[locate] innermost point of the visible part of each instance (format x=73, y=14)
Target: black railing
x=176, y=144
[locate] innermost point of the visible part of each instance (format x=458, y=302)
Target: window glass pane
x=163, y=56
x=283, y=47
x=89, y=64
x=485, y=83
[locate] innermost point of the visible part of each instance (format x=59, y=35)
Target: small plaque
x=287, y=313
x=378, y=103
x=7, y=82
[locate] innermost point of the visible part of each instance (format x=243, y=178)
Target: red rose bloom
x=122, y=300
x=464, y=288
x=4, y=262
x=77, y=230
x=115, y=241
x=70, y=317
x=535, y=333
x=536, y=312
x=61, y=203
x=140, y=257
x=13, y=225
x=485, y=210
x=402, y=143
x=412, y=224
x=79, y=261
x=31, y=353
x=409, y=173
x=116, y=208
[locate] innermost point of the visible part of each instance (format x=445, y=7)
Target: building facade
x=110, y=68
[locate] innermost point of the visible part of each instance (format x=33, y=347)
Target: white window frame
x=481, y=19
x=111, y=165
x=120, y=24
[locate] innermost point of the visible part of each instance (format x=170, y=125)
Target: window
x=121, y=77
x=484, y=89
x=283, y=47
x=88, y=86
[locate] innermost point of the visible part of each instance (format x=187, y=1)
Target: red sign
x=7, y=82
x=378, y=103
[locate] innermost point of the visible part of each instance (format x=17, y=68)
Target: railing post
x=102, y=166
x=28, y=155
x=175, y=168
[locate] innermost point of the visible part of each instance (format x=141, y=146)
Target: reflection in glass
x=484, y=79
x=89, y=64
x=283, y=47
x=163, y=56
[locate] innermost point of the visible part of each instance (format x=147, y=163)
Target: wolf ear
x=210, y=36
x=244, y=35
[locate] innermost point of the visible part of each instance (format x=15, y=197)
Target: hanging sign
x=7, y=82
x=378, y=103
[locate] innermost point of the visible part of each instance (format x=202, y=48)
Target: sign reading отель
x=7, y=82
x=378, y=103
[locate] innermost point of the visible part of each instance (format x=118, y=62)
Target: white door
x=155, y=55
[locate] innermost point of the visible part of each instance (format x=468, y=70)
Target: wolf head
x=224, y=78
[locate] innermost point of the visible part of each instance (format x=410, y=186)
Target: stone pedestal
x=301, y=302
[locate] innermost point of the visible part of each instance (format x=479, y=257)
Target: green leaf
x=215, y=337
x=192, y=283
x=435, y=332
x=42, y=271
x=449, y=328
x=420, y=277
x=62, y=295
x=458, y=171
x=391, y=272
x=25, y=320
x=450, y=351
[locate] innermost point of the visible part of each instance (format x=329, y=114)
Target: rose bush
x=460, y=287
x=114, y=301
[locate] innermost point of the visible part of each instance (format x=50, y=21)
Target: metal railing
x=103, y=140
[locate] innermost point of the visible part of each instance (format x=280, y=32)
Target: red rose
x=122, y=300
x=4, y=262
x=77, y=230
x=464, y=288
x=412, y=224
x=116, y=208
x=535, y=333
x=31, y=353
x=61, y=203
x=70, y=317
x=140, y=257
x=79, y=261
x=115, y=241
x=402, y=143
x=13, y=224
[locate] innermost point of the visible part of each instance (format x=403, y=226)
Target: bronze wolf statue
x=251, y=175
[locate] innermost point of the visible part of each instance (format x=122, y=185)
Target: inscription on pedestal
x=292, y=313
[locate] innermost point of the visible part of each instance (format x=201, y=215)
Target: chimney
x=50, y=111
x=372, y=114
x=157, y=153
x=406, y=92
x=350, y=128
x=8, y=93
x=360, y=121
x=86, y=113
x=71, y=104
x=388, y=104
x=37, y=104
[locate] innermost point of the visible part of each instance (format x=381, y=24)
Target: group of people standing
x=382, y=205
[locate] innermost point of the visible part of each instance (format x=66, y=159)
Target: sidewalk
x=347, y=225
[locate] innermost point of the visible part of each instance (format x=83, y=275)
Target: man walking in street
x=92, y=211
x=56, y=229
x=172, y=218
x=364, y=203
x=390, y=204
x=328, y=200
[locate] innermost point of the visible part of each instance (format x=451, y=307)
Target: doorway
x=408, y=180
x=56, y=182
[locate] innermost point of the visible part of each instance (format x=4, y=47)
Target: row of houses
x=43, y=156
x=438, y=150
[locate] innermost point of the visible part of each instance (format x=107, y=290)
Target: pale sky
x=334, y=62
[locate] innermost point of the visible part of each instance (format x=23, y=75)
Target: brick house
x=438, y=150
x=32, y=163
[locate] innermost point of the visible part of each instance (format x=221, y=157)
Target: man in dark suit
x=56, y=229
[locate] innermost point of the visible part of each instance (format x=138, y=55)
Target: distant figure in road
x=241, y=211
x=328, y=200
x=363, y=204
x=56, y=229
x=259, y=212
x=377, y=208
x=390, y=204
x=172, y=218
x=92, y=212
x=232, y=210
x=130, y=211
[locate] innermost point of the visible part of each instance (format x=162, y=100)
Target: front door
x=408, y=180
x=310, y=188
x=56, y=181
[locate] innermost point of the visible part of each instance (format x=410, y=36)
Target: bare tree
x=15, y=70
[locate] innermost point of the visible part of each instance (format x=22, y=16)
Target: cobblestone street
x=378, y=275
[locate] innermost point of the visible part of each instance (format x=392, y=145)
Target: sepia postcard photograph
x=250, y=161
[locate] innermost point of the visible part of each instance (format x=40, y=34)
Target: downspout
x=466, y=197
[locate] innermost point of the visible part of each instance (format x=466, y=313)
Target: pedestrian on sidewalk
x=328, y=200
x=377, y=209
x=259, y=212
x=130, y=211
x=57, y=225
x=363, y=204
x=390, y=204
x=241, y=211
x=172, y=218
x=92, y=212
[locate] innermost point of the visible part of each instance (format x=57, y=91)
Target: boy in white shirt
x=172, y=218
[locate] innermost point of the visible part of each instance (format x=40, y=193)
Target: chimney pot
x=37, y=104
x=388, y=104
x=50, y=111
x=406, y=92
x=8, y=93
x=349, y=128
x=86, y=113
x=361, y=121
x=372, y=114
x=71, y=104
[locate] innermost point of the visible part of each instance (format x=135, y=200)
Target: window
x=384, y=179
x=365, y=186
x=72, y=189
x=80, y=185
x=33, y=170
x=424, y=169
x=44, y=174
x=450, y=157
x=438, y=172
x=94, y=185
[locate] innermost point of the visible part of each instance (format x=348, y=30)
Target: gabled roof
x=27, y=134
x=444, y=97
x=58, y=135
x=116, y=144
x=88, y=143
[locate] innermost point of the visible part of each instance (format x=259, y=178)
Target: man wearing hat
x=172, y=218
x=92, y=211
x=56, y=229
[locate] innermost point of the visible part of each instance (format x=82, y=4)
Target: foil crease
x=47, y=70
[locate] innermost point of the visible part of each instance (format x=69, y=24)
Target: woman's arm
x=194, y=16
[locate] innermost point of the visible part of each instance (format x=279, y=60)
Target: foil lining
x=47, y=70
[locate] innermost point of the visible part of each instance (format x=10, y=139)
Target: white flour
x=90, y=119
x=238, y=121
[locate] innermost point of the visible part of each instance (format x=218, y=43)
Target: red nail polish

******************************

Copy all of the records above verbatim, keeping every line unchanged and in its original order.

Solution to this task:
[locate] innermost point of the visible part of each instance (format x=73, y=14)
Target: black railing
x=176, y=144
[locate] innermost point of the visible part of each instance (format x=458, y=302)
Target: window glass pane
x=163, y=56
x=283, y=47
x=89, y=64
x=485, y=83
[locate] innermost point of the visible part of each instance (format x=59, y=35)
Target: small plaque
x=287, y=313
x=378, y=103
x=7, y=82
[locate] innermost point of the visible part of each instance (format x=243, y=178)
Target: red rose bloom
x=122, y=300
x=464, y=288
x=4, y=262
x=77, y=230
x=115, y=241
x=70, y=317
x=535, y=333
x=536, y=312
x=61, y=203
x=140, y=257
x=13, y=225
x=485, y=210
x=402, y=143
x=412, y=224
x=79, y=261
x=31, y=353
x=409, y=173
x=116, y=208
[locate] innermost point of the visible part of each instance (format x=445, y=7)
Target: building facade
x=110, y=68
[locate] innermost point of the visible part of each instance (format x=33, y=347)
Target: white window frame
x=481, y=19
x=111, y=165
x=120, y=24
[locate] innermost point of the visible part of each instance (format x=170, y=125)
Target: window
x=121, y=77
x=484, y=89
x=283, y=47
x=88, y=86
[locate] innermost point of the visible part of each instance (format x=187, y=1)
Target: red sign
x=7, y=82
x=378, y=103
[locate] innermost point of the visible part of each instance (format x=17, y=68)
Target: railing post
x=102, y=166
x=28, y=155
x=175, y=168
[locate] innermost point of the visible part of each instance (format x=141, y=146)
Target: reflection in glass
x=484, y=79
x=89, y=64
x=283, y=47
x=163, y=56
[locate] innermost point of the visible part of each instance (format x=147, y=163)
Target: wolf ear
x=210, y=36
x=244, y=35
[locate] innermost point of the visible part of each instance (format x=15, y=197)
Target: hanging sign
x=7, y=82
x=378, y=103
[locate] innermost point of the visible part of each instance (format x=202, y=48)
Target: sign reading отель
x=7, y=82
x=378, y=103
[locate] innermost point of the visible part of each instance (format x=118, y=62)
Target: white door
x=155, y=55
[locate] innermost point of the visible part of each instance (format x=468, y=70)
Target: wolf head
x=224, y=78
[locate] innermost point of the visible part of each instance (format x=410, y=186)
Target: stone pedestal
x=301, y=302
[locate] innermost point of the visible part of each instance (format x=479, y=257)
Target: green leaf
x=215, y=337
x=192, y=283
x=435, y=332
x=42, y=271
x=449, y=328
x=420, y=277
x=62, y=295
x=458, y=171
x=391, y=272
x=25, y=320
x=450, y=351
[locate] innermost point of the visible part of each instance (format x=329, y=114)
Target: rose bush
x=460, y=287
x=114, y=301
[locate] innermost point of the visible part of each instance (format x=50, y=21)
Target: metal railing
x=103, y=140
[locate] innermost point of the visible part of each instance (format x=280, y=32)
Target: red rose
x=122, y=300
x=4, y=262
x=77, y=230
x=464, y=288
x=412, y=224
x=116, y=208
x=535, y=333
x=31, y=353
x=61, y=203
x=70, y=317
x=140, y=257
x=79, y=261
x=115, y=241
x=402, y=143
x=13, y=224
[locate] innermost point of the visible part of each instance (format x=403, y=226)
Target: bronze wolf statue
x=251, y=175
[locate] innermost point of the visible part of each instance (format x=122, y=185)
Target: inscription on pedestal
x=292, y=313
[locate] innermost point of the visible part of each instance (format x=201, y=215)
Target: chimney
x=50, y=111
x=372, y=114
x=157, y=153
x=406, y=92
x=350, y=128
x=8, y=93
x=360, y=121
x=86, y=113
x=71, y=104
x=388, y=104
x=37, y=104
[locate] innermost point of the visible part of each instance (format x=381, y=24)
Target: group of people standing
x=382, y=205
[locate] innermost point of the visible part of each instance (format x=66, y=159)
Target: sidewalk
x=347, y=225
[locate] innermost point of the visible part of each instance (format x=83, y=275)
Target: man walking in street
x=92, y=211
x=56, y=229
x=172, y=218
x=364, y=203
x=390, y=204
x=328, y=200
[locate] innermost point of the visible part of each instance (format x=451, y=307)
Target: doorway
x=408, y=180
x=56, y=182
[locate] innermost point of the visible part of each instance (format x=4, y=47)
Target: row of houses
x=43, y=156
x=438, y=150
[locate] innermost point of the visible part of each instance (format x=107, y=290)
Target: pale sky
x=334, y=62
[locate] innermost point of the visible part of each instance (format x=23, y=75)
Target: brick house
x=438, y=150
x=32, y=163
[locate] innermost point of the visible part of each instance (format x=221, y=157)
Target: man in dark suit
x=56, y=229
[locate] innermost point of the visible part of each instance (format x=138, y=55)
Target: distant figure in road
x=241, y=211
x=328, y=200
x=363, y=204
x=56, y=229
x=259, y=212
x=377, y=208
x=390, y=204
x=172, y=218
x=92, y=212
x=232, y=210
x=130, y=211
[locate] innermost point of the visible part of each instance (format x=162, y=100)
Target: front door
x=408, y=180
x=310, y=188
x=56, y=181
[locate] innermost point of the visible part of each instance (format x=410, y=36)
Target: bare tree
x=15, y=70
[locate] innermost point of the visible part of each instance (format x=22, y=16)
Target: cobblestone street
x=378, y=275
[locate] innermost point of the visible part of each instance (format x=392, y=145)
Target: sepia postcard photograph
x=250, y=161
[locate] innermost point of the visible part of each instance (format x=40, y=34)
Target: downspout
x=466, y=197
[locate] innermost point of the visible part of each instance (format x=466, y=313)
Target: pedestrian on sidewalk
x=328, y=200
x=377, y=209
x=259, y=212
x=130, y=211
x=57, y=225
x=363, y=204
x=390, y=204
x=241, y=211
x=172, y=218
x=92, y=212
[locate] innermost point of the visible part of each instance (format x=57, y=91)
Target: boy in white shirt
x=172, y=218
[locate] innermost point of the visible part of each instance (format x=40, y=193)
Target: chimney pot
x=37, y=104
x=388, y=104
x=50, y=111
x=406, y=92
x=8, y=93
x=349, y=128
x=86, y=113
x=361, y=121
x=372, y=114
x=71, y=104
[locate] innermost point of the visible part of each instance (format x=135, y=200)
Target: window
x=384, y=179
x=365, y=186
x=72, y=189
x=80, y=185
x=33, y=170
x=424, y=169
x=44, y=174
x=450, y=157
x=438, y=172
x=94, y=185
[locate] innermost point of the visible part of each instance (format x=348, y=30)
Target: gabled roof
x=27, y=134
x=444, y=97
x=58, y=135
x=116, y=144
x=88, y=143
[locate] innermost point of the visible part of each instance (format x=259, y=178)
Target: man wearing hat
x=172, y=218
x=92, y=211
x=56, y=229
[locate] innermost point of the visible part of each instance (format x=82, y=4)
Target: foil crease
x=47, y=70
[locate] innermost point of the visible part of each instance (format x=69, y=24)
Target: woman's arm
x=194, y=16
[locate] innermost point of the visible part of each instance (format x=279, y=60)
Target: foil lining
x=47, y=70
[locate] innermost point of the visible part of each instance (format x=10, y=139)
Target: white flour
x=90, y=119
x=238, y=121
[locate] innermost point of the visible part of each instance (format x=218, y=43)
Target: red nail polish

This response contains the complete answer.